◆ Tasks for this exercise:
A: Copy the article on Indian's FTR750 flat-track racer from "Engine design and" down to "Flat Track season.", swapping "bike" for "machine".
B: Pick up the article on Indian's FTR750 flat-track racer after its final sentence and keep writing.

All I could think about before I swung a leg over the gorgeous deep red, black and white Indian Scout FTR750 flat-tracker before me was just how bad I’d look if I actually tossed the thing down the racetrack.
Getting the unbelievably rare chance to ride flat track racing’s most surprising warhorse since, perhaps, the emergence of the Honda RS750 of the mid 1980s was something that only a handful of professional flat trackers, let alone aging motorcycle journalists, had done since the bike’s debut in late 2016, and I sure as hell didn’t want to be the first to put one in the fence, something that no one had done during the 2017 American Flat Track Series. Quite the opposite: All they did was keep putting on top of the victory podium. And on the sides. En route to a dream season, the Indian Factory Wrecking Crew not only won 14 out of the 18 races on the series schedule, they scored six podium sweeps, and 2017 AFT Twins Champion Jared Mees broke a long-standing record by scoring 17 podium finishes all by himself. Ten of ’em were wins.
If you read our Indian Scout FTR750 Review in 2016, you’re probably well aware how it went from drawing board to race-ready machine in just over nine months, and then Indian stacked the 2017 title odds in its favor when it hired the three riders who have held the flat-track championship (among them) since 2012, including four-time champion Jared Mees, 2013 champion Brad Baker and 2016 champion Bryan Smith. What followed was as dominant a performance by a Harley-Davidson interloper as the series has ever seen. What began as an idea by Indian Motorcycle V.P. Gary Gray and Indian Motorcycle President Steve Menneto to get the Indian brand back to its roots shocked the flat track world. Even Gray has to giggle when he thinks about the timeframe.
“We had to get our core business in shape before we could even think about this,” Gray told me at Perris. “Since we started on the first production [street] bikes, we had talked about going back to flat track. We launched 11 models in three years, developed our dealer network and had a pretty good base, so we started talking about what we could do to give back to the sport. I talked to Steve (Menneto, President of Indian Motorcycle) and said, ‘Here’s an idea of something that we could do in the next two to three years.’ Then in September of 2015, Steve made the announcement that Indian would be back in flat track in 2017 or 2018. That was way faster than I was thinking, but we started designing the bike in December of 2015, and were on the track testing by June of 2016.”
Engine design and construction was handled by Swissauto, a Polaris-owned company that already had a track record designing MotoGP engines. Chassis development was coordinated with aftermarket V-Twin parts supplier S&S. A few bits and pieces were sourced from companies with long-standing reputations for producing quality flat-track parts. In light of how well the bike performed when it made its debut at the Santa Rosa mile in California with former AMA Grand National Champion Joe Kopp, it seems like such a short amount of time, but then again maybe not. The bike Kopp rode was the product of extensive testing during much of the 2016 American Flat Track season.

◆ Dataset excerpt:
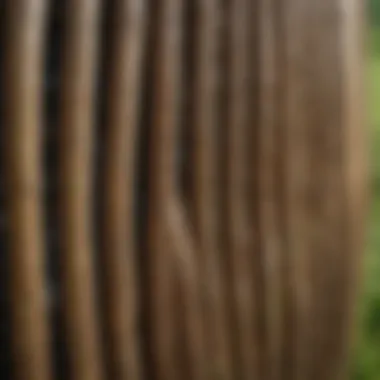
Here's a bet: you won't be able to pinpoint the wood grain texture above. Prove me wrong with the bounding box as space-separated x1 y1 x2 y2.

◆ Task-by-task answers:
A:
Engine design and construction was handled by Swissauto, a Polaris-owned company that already had a track record designing MotoGP engines. Chassis development was coordinated with aftermarket V-Twin parts supplier S&S. A few bits and pieces were sourced from companies with long-standing reputations for producing quality flat-track parts. In light of how well the machine performed when it made its debut at the Santa Rosa mile in California with former AMA Grand National Champion Joe Kopp, it seems like such a short amount of time, but then again maybe not. The machine Kopp rode was the product of extensive testing during much of the 2016 American Flat Track season.

B:
“What we did was we would rent the track after every round so that we could test on good tracks, and we finally got it to where we felt we could make a main event by the last race of the season,” Gray said. “You can test all you want by yourself, but it’s not a real test until you’re in a race. So we got Joe to ride the bike at Santa Rosa, and he qualified in our first heat, won the Dash for Cash and ran really well in the main. That was a really good test!”
With the announcement that Indian had hired Smith, Mees and Baker, everything seemed to fall into place, but the tremendous risk in that move is not lost on Gray. In racing, nothing is a given, and it was entirely possible that unforeseen failures could have made Indian look silly. Dream teams rarely experience the dream. Gray was well aware of that as he wrote down his expectations prior to the start of the 2017 season. If the Scout FTR750 could score three podium finishes, and if one of the Indian factory riders could manage a fifth-place finish in the season points standings, Indian would call it a successful year on which to build for the future.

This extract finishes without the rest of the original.